### Task to carry out
In the BareEmbedding documentation, rewrite the paragraph beginning "Here is the sample how to use embedding class" as a shorter bulleted list, keeping its main facts.

### Given text
◇ ◇ ◇ ◇

Bare Embedding

kashgari.embeddings.BareEmbedding(task: str = None,
                                  sequence_length: Union[int, str] = 'auto',
                                  embedding_size: int = 100,
                                  processor: Optional[BaseProcessor] = None)

BareEmbedding is a random init tf.keras.layers.Embedding layer for text sequence embedding, which is the defualt embedding class for kashgari models.

Arguments

  • task: kashgari.CLASSIFICATION kashgari.LABELING. Downstream task type, If you only need to feature extraction, just set it as kashgari.CLASSIFICATION.
  • sequence_length: 'auto', 'variable' or integer. When using 'auto', use the 95% of corpus length as sequence length. When using 'variable', model input shape will set to None, which can handle various length of input, it will use the length of max sequence in every batch for sequence length. If using an integer, let’s say 50, the input output sequence length will set to 50.
  • embedding_size: Dimension of the dense embedding.

Here is the sample how to use embedding class. The key difference here is that must call analyze_corpus function before using the embed function. This is because the embedding layer is not pre-trained and do not contain any word-list. We need to build word-list from the corpus.

import kashgari
from kashgari.embeddings import BareEmbedding

embedding = BareEmbedding(task=kashgari.CLASSIFICATION,
                          sequence_length=100,
                          embedding_size=100)

embedding.analyze_corpus(x_data, y_data)

embed_tensor = embedding.embed_one(['语', '言', '模', '型'])

◇ ◇ ◇ ◇

### Items
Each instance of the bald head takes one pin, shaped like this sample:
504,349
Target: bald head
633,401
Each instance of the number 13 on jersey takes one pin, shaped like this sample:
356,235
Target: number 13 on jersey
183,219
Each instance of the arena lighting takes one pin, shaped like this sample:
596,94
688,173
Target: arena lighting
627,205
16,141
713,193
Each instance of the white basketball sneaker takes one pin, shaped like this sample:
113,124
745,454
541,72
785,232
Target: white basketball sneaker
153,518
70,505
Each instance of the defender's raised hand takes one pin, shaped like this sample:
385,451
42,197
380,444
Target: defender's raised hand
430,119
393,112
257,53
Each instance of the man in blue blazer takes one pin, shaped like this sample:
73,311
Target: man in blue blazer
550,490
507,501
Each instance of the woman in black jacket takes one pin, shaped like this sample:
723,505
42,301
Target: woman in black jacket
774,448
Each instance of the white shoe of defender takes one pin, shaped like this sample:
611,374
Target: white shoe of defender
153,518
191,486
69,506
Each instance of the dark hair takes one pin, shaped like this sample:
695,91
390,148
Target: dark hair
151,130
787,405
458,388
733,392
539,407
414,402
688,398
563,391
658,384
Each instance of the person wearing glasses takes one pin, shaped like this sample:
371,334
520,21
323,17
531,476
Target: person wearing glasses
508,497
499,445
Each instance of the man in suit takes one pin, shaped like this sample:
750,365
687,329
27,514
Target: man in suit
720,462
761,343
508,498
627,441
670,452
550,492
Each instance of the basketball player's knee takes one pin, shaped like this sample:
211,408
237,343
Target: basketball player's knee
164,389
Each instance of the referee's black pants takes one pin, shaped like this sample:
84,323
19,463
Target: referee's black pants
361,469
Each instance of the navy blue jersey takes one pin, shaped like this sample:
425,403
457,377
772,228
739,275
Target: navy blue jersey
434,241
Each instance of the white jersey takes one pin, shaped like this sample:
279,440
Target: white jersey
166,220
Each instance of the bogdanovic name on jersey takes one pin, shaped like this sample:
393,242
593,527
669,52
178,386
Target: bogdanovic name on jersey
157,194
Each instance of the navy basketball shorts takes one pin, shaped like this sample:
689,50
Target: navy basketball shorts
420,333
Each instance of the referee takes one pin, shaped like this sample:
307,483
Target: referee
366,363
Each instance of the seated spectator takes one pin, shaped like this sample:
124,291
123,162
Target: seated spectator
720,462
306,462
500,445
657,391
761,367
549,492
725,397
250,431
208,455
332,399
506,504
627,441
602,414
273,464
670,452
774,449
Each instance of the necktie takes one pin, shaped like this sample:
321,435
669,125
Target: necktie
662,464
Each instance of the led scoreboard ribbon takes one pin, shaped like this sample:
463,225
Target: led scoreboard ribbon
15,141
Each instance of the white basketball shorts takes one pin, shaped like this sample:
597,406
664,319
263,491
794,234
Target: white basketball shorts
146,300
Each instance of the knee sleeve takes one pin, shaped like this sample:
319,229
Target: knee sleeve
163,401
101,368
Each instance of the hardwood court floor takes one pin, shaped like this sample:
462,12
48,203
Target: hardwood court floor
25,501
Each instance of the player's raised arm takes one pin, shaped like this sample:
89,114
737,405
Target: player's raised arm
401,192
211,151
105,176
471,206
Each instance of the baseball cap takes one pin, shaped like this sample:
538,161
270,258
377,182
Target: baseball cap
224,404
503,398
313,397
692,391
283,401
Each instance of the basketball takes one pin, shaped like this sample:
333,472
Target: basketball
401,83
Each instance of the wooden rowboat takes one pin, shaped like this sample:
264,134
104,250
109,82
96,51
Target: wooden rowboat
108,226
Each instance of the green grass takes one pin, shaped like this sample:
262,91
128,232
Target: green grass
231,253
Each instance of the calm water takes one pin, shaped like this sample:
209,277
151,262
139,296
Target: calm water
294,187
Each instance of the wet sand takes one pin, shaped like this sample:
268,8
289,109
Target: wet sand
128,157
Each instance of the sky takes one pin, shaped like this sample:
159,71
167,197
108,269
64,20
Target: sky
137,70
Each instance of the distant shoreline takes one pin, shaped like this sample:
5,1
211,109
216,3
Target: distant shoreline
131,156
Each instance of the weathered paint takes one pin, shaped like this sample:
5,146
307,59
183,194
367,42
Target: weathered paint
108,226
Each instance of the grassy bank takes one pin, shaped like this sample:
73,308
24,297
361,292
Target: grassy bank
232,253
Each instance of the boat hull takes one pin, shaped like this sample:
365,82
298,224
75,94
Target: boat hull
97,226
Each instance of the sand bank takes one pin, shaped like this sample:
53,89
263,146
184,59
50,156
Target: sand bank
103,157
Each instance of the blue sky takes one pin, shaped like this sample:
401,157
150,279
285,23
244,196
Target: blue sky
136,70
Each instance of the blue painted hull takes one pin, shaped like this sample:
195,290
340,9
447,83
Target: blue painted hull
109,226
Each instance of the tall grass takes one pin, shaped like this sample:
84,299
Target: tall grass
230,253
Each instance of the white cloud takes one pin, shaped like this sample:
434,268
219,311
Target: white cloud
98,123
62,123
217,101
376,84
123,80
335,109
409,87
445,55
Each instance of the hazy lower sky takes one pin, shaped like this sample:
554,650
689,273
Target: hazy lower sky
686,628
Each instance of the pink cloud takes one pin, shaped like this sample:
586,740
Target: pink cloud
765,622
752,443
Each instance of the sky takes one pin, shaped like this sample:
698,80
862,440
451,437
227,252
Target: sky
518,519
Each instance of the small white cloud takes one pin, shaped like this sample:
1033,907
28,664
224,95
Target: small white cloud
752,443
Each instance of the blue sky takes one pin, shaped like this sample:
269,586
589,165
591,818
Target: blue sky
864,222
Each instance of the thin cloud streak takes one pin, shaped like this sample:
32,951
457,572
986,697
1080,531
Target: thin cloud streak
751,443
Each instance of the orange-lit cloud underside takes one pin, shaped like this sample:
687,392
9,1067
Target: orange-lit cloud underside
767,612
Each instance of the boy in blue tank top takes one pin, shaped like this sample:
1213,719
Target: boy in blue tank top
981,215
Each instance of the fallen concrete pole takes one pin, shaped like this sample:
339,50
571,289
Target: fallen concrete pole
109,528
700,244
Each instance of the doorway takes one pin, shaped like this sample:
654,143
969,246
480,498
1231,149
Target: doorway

◇ ◇ ◇ ◇

### Answer
- It introduces a usage example for the embedding class.
- The analyze_corpus function must be called before the embed function.
- The reason is that the embedding layer is not pre-trained and contains no word list.
- The word list has to be built from the corpus.